US Navy recruits to learn how to navigate using the stars as America grows increasingly worried about possible hacking of computer navigation systems


The era of celestial navigation ended with the launch of satellites in the 1990s

It was how Odysseus sailed the seas, how Columbus reached the Americas, and how Lawrence of Arabia found his way across the vast, featureless deserts of the Middle East.

For millennia, travellers used the stars to guide them on their journeys – a technique which, in recent decades, has been replaced by modern technology.

But now the US navy is reinstating classes on celestial navigation for all new recruits, teaching the use of sextants – instruments made of mirrors used to calculate angles and plot directions – because of rising concerns that computers used to chart courses could be hacked or malfunction.

“We went away from celestial navigation because computers are great,” said Lt. Cmdr. Ryan Rogers, the deputy chairman of the naval academy's Department of Seamanship and Navigation. "The problem is there's no backup."

The era of celestial navigation ended with the launch of satellites in the 1990s, which evolved into the Global Positioning System (GPS). While celestial navigation can calculate your position within 1.5 miles, by 1995 GPS could pinpoint your location within feet, and the system has never been shut down.

Today, 31 satellites circle the Earth, each twice a day, costing American taxpayers about $1 billion (£6.5 million) a year.

"The perceived need for sextants was taken away," said Peter Trogdon, president of nautical instrument company Weems & Plath in Eastport, Maryland.

Mr Trogdon, said sales of sextants plunged after the arrival of GPS. "There's only a few thousand sold a year," he said. "Most of those are sold to yachtsmen who want to have a backup."

GIVEN RECORDS:
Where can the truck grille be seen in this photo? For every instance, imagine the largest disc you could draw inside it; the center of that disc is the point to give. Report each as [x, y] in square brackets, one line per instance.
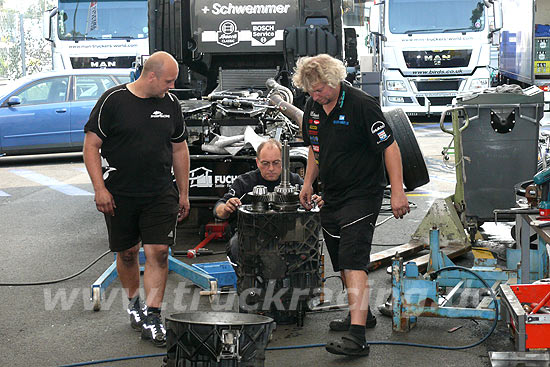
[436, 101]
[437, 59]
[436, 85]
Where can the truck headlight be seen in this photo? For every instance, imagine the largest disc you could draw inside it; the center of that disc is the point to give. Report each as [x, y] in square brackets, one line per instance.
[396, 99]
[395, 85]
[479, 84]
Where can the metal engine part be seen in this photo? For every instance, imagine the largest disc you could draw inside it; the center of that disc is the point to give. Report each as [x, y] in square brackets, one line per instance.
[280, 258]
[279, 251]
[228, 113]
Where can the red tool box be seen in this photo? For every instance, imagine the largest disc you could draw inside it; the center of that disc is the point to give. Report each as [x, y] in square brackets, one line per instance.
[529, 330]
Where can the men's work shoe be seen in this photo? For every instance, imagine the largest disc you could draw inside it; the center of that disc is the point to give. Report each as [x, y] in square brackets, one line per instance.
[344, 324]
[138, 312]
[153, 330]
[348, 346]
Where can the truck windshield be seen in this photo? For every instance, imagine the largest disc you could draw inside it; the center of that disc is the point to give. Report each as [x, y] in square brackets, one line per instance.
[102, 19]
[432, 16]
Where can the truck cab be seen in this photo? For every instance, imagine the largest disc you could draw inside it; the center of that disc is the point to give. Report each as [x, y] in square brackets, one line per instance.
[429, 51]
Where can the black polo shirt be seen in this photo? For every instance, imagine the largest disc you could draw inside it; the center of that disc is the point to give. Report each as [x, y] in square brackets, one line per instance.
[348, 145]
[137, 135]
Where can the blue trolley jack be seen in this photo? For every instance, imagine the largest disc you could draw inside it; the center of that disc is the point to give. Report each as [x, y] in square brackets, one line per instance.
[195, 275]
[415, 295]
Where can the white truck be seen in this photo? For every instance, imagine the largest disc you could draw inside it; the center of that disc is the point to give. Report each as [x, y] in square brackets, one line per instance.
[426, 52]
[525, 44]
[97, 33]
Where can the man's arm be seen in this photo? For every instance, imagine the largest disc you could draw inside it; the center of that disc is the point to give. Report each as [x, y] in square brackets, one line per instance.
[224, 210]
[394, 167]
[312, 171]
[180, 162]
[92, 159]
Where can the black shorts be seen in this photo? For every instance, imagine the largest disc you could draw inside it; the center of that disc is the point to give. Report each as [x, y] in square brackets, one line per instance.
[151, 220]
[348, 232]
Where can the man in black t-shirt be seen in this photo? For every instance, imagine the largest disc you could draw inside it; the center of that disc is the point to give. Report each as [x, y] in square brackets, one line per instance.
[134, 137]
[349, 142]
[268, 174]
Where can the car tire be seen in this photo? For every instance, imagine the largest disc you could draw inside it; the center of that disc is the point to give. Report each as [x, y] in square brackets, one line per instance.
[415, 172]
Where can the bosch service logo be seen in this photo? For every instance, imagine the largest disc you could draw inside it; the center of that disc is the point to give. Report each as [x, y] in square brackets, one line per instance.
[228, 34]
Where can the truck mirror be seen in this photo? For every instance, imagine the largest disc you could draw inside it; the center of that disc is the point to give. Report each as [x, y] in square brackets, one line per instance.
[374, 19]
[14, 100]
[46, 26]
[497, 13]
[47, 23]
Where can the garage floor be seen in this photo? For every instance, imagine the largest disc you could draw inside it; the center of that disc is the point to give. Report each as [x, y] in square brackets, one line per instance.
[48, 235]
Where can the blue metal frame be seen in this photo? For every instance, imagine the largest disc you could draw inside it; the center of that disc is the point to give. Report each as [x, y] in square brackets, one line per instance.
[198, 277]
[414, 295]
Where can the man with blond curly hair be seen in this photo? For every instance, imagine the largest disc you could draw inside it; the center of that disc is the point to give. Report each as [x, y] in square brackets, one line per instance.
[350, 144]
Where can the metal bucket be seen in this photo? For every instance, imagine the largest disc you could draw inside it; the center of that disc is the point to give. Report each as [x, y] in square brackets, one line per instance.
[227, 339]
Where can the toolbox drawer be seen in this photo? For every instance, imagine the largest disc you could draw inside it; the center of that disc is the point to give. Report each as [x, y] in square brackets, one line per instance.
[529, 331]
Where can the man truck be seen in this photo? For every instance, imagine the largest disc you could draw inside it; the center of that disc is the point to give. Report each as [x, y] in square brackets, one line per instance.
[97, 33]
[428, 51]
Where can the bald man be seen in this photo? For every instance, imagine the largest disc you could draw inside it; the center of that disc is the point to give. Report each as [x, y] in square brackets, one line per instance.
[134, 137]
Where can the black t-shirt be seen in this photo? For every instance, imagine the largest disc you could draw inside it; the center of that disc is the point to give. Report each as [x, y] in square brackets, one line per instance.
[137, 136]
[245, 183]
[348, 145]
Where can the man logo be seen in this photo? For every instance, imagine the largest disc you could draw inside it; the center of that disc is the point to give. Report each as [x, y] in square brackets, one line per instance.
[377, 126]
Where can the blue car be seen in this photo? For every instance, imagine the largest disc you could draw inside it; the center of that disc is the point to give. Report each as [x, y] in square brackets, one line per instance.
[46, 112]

EXERCISE PROMPT:
Could you update the passage about the US Navy and celestial navigation by giving everything from "It was how Odysseus" down to "by modern technology." again, with "journeys" replaced by "voyages"?

THE OUTPUT:
It was how Odysseus sailed the seas, how Columbus reached the Americas, and how Lawrence of Arabia found his way across the vast, featureless deserts of the Middle East.

For millennia, travellers used the stars to guide them on their voyages – a technique which, in recent decades, has been replaced by modern technology.